• Liste des tâches:
1: D'après le texte retenu, quelle inscription figure sur le panneau qui accueille les voyageurs dans le hall de l'aéroport de Caracas ?
2: Indiquez si chacune des affirmations suivantes concorde avec le texte retenu, en répondant par oui ou par non et en citant les mots décisifs du texte.
(a) Le marché parallèle des devises à Caracas est légal.
(b) Le Bairro Alto se trouve sur l'une des collines de Lisbonne.
(c) L'homme qui s'occupe du change travaille à la sécurité du hall des arrivées.
3: Reproduisez le passage du texte retenu qui commence à « De même, traîner » et se termine à « truc pour survivre. ».

Lors d’une balade nocturne vers Château Rouge, à Paris, il...

Publié le 21 novembre 2011 par Fabrice @poirpom

Lors d’une balade nocturne vers Château Rouge, à Paris, il arrive que des ombres se détachent parfois des portes cochères et sifflent dans la nuit.

Sub-sub-SUBUTEX!

De même, traîner dans le Bairro Alto, à Lisbonne, quartier haut-perché sur l’une des collines de la ville, zone de choix pour une sympathique beuverie, peut exposer le promeneur au chant des loulous des coins de rue. Des autochtones jogging-baskets, vissés aux murs, équipés de détecteurs de proximité. À moins de trois quatre mètres d’eux, leur sirène se déclenche.

Haschisch!

Un son bizarre. Comme un hurlement chuchoté. Selon le hochement de tête du promeneur, ils se ventousent à lui ou s’attaquent au suivant.

Parigot ou lisboète, le mec vend un produit local, sous le manteau. Chacun son truc pour survivre.

À Caracas, il y a le mec de la douane qui tripote et renifle les passeports avec insistance. Une tête de mort sur pattes. Lui et toute sa petite famille derrière les guichets sont des vrais coussins péteurs percés.

Plus loin, les tapis roulants dégueulent les bagages. Au milieu de ce hall, un gros poteau carré en ciment. Sur lequel un panneau accueille les voyageurs.

Patría socialismo o muerte

Chargés comme des mules péruviennes, les voyageurs passent les portes automatiques en verre pour accéder au hall des arrivées. Et là, c’est aussi une chouette ballade. Des dizaines de muchachos déambulent. Équipés de détecteurs de voyageurs. Pas bien compliqué dans un aéroport. En passant à quelques mètres d’eux, leur sirène se déclenche.

Cambio. Buen Cambio. Dólares, Euros. Buen cambio.

Une brochette de rabateurs trainent, espérant pêcher du touriste en mal de devises locales - impossible à obtenir en dehors du pays. Et proposent à qui veut d’obtenir des bolivares - ladite monnaie. Et à un meilleur taux de change que celui - fixe - imposé par le gouvernement - Patría socialismo o muerte. D’où ce marché parallèle très développé, totalement illégal, source d’arnaques par paquets de mille.

JOU-JOU

POIRPOM

Coups de marqueurs sur une feuille de papier blanc coincée sur un bouton de chemise et posée sur sa bedaine XXL. Le chauffeur que Jou-Jou nous a dégotés pour filer à l’hôtel en arrivant. Bonne gueule, un bon mètre quatre-vingt quinze, le mec est du genre à ouvrir le chemin sans sourciller.

Cambio? Síííí, conozco a un chàmo que lo hace a un buen precio…

Et le lascar qui va se charger du change est l’un des gars de la sécu du hall des arrivées. Il sort une liasse de biftons de sa poche, compte rapidement, distribue, récupère les euros, remercie et reprend sa vie. Là, dans le hall.

• Données fournies:

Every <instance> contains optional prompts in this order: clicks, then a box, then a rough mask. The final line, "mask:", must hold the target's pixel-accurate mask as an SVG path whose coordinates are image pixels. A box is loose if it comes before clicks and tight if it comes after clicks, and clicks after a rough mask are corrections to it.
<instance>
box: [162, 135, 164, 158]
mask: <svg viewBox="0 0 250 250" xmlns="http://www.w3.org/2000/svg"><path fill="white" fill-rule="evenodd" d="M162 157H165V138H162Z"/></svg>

• Résultats des tâches:
1: Le panneau porte l'inscription « Patría socialismo o muerte ».

2:
(a) Non : « totalement illégal ».
(b) Oui : « quartier haut-perché sur l’une des collines de la ville ».
(c) Oui : « l’un des gars de la sécu du hall des arrivées ».

3:
De même, traîner dans le Bairro Alto, à Lisbonne, quartier haut-perché sur l’une des collines de la ville, zone de choix pour une sympathique beuverie, peut exposer le promeneur au chant des loulous des coins de rue. Des autochtones jogging-baskets, vissés aux murs, équipés de détecteurs de proximité. À moins de trois quatre mètres d’eux, leur sirène se déclenche.

Haschisch!

Un son bizarre. Comme un hurlement chuchoté. Selon le hochement de tête du promeneur, ils se ventousent à lui ou s’attaquent au suivant.

Parigot ou lisboète, le mec vend un produit local, sous le manteau. Chacun son truc pour survivre.